• **Provided text**
● ● ● ●

Using $(4)$, we find

$$\begin{align} \sum_{n=0}^\infty \frac{\cos(n)}{2n+2}&=-\frac12\text{Re}\left(\frac{\log(1-e^{i})}{e^i}\right)\\\\ &=-\frac14 \cos(1)\log(2-2\cos(1))+\frac12\sin(1)\arctan\left(\frac{\sin(1)}{1-\cos(1)}\right)\\\\ &=-\frac12\cos(1)\log(2)-\frac12\cos(1)\log(\sin(1/2))+\sin(1)\left(\frac{\pi-1}{4}\right) \end{align}$$

Answer 2

Hint:

$$\sum_{n=0}^\infty\dfrac{\cos n}{n+2}=$$

Real part of $$e^{-2i}\sum_{n=0}^\infty\dfrac{(e^i)^{n+2}}{n+2}$$

$$=e^{-2i}\left(-\ln(1-e^i)-\dfrac{e^i}{1}\right)$$

Use How to prove Euler's formula: $e^{i\varphi}=\cos(\varphi) +i\sin(\varphi)$?

● ● ● ●

• **Supplied records**
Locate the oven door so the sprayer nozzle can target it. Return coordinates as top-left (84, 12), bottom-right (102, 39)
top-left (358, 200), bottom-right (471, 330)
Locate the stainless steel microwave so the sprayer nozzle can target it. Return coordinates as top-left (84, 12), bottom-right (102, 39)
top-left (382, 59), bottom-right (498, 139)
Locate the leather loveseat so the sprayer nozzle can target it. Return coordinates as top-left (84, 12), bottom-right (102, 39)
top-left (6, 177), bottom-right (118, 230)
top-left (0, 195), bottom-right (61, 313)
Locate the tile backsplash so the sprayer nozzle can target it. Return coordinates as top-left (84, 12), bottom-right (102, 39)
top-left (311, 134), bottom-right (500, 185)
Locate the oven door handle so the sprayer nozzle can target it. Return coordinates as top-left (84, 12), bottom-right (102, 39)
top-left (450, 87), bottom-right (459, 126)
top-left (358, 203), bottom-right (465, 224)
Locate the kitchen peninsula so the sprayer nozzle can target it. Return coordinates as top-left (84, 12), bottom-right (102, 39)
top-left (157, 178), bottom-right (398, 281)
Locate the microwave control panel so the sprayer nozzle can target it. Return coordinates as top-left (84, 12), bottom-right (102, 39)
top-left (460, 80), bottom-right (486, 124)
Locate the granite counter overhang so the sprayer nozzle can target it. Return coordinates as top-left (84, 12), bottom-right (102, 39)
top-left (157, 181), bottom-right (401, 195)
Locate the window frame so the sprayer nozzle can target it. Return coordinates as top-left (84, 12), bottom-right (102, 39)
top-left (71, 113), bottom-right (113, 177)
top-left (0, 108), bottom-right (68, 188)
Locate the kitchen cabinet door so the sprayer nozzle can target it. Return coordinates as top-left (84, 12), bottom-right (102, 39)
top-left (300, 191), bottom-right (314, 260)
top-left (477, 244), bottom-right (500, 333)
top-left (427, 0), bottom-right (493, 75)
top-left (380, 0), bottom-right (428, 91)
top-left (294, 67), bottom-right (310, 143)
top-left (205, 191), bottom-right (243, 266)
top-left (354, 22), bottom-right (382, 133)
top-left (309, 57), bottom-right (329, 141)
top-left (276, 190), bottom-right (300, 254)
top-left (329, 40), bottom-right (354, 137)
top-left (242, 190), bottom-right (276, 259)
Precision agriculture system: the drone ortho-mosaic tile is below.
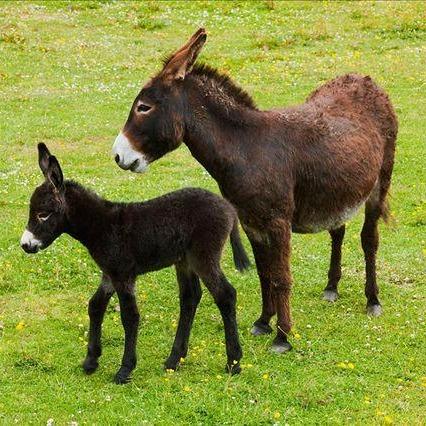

● ● ● ●

• **Objectives**
1. Answer these from the series discussion:
(a) Which numbered equation does the first derivation say it uses?
(b) What heading comes right before "Hint:"?
(c) Which formula does the last line point the reader to?
2. List every function name spelled out in letters in the display formula that opens the series discussion.
3. Translate this sentence from the series discussion into French, leaving the formula unchanged: "Use How to prove Euler's formula: $e^{i\varphi}=\cos(\varphi) +i\sin(\varphi)$?"

• **Correct answers**
1.
(a) Equation $(4)$.
(b) "Answer 2".
(c) Euler's formula, $e^{i\varphi}=\cos(\varphi) +i\sin(\varphi)$.

2. Re, log, cos, sin, arctan

3. Utilisez Comment démontrer la formule d'Euler : $e^{i\varphi}=\cos(\varphi) +i\sin(\varphi)$ ?